抜粋本文 ->
◆ ◆ ◆ ◆ ◆ ◆ ◆

>  今週のトピックス >  No.2269
非正規労働者の課題に取り組む労働組合が大幅に増加
●  労働組合活動実態調査の目的は、労働組合の実態を明らかにすること
  厚生労働省は、このほど「平成22年労働組合活動実態調査結果の概況」を取りまとめ、公表した。この「労働組合活動実態調査」は、労働環境が変化する中での労働組合の活動実態を明らかにすることを目的としている。
  対象は、民営事業所における労働組合員数規模100人以上の単位労働組合(下部組織がない労働組合)で、平成22年6月30日現在の状況について調査を行い、3,544労働組合のうち2,479労働組合から有効回答を得ており、有効回答率は69.9%となっている。調査は5年ごとの実施で、前回は平成17年に行っているが、前回の調査と比較して今回の調査では、非正規労働者の課題に取り組む労働組合が増加していることが読み取れた。
●  賃金制度・退職金制度の改定には、労働組合が関与している割合が高い
  賃金・退職給付制度の改定状況と、労働組合の関与状況について、細かくみてみると正規労働者については、61.6%の事業所で何かしらの賃金制度・退職給付制度の改定が実施されたが、その改定に当たって労働組合が関与した事項を割合が高い順にみると、「確定拠出年金制度や他の退職年金制度の導入、移行」91.0%、「退職給付算定方法の見直し」90.3%などとなっている。
  非正規労働者については、20.3%の事業所で何らかの賃金制度の改定や退職金制度の導入が実施された。改定に当たって労働組合が関与した事項を割合が高い順にみると、「昇給制度の導入」38.7%、「労働者の職務を遂行する能力に応じて賃金を決定するやり方(例:職能給など)の拡大」38.3%などとなっている。
  またその他非正規労働者に関する取組状況については、非正規労働者に関する取組が「あり」とする労働組合の割合は、パートタイム労働者、派遣労働者とも前回から大幅に増加しており、パートタイム労働者:47.1%(前回25.5%)、派遣労働者:23.9%(同 14.9%)となっている。

◆ ◆ ◆ ◆ ◆ ◆ ◆

ねらい -> 労働組合活動実態調査の結果を伝える上の記事を、最後の文の次から書き継いでもらえますか。

◆ ◆ ◆ ◆ ◆ ◆ ◆

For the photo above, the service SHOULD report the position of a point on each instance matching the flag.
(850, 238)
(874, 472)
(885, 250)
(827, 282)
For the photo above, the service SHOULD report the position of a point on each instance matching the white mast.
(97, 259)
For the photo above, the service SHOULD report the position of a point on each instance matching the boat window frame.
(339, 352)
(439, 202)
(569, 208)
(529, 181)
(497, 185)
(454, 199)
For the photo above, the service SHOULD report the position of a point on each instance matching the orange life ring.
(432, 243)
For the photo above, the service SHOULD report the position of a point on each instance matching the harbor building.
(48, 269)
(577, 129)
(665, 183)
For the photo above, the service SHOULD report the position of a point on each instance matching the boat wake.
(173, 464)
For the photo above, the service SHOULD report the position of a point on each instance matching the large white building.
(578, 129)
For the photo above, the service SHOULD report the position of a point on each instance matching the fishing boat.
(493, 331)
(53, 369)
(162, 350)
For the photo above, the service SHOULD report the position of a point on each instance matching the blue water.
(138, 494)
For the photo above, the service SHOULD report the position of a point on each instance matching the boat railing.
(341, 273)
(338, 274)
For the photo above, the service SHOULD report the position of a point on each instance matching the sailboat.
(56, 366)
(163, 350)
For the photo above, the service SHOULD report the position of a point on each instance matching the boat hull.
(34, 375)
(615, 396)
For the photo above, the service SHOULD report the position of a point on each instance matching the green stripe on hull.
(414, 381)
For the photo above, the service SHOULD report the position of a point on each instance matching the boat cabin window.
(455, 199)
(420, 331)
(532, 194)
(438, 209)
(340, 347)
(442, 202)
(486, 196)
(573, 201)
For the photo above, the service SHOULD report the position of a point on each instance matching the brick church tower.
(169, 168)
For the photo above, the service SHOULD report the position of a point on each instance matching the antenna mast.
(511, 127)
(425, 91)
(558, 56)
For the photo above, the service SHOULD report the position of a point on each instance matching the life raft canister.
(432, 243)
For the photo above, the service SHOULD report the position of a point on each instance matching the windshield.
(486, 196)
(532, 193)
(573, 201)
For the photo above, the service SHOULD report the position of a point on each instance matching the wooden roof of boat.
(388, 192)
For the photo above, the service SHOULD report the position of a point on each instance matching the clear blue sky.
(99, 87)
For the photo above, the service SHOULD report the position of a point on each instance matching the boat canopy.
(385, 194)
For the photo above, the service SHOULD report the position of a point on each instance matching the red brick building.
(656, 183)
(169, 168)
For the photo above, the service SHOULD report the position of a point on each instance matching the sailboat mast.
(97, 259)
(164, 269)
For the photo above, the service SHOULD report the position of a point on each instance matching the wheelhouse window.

◆ ◆ ◆ ◆ ◆ ◆ ◆

出力結果 ->
●  約7割の労働組合 「安全衛生委員会(衛生委員会含む)の調査審議へ参加」
  今回から新規項目として、「メンタルヘルスに関する取組状況」についても調査しているが、 労働組合のメンタルヘルスに関する取組についてみると、取組を行っている労働組合割合は73.5%となっている。それらの労働組合について取組事項(複数回答)をみると、「安全衛生委員会(衛生委員会も含む。)の調査審議への参加」69.8%、「労使協議機関、職場懇談会等での協議」65.4%、「組合機関誌、掲示板等での情報提供・啓発活動」55.7%などとなっている。
  また、企業規模別にみると、企業規模が大きいほどメンタルヘルスに関する取組を行っている労働組合割合が高くなっていることも明らかになった。
  今回の調査では、時代の変化とともに労働組合の役割や関与する内容も大きく変わってきていることが伺えるが、メンタルヘルス対策に関しては、各企業の担当部門だけでなく労働組合としてもさまざまな活動を今後も進めていくことが望ましいといえる。
参考      厚生労働省 平成22年労働組合活動実態調査結果の概況
http://www.mhlw.go.jp/toukei/list/18-22a.html
(庄司 英尚 株式会社アイウェーブ代表取締役、
庄司社会保険労務士事務所代表、社会保険労務士)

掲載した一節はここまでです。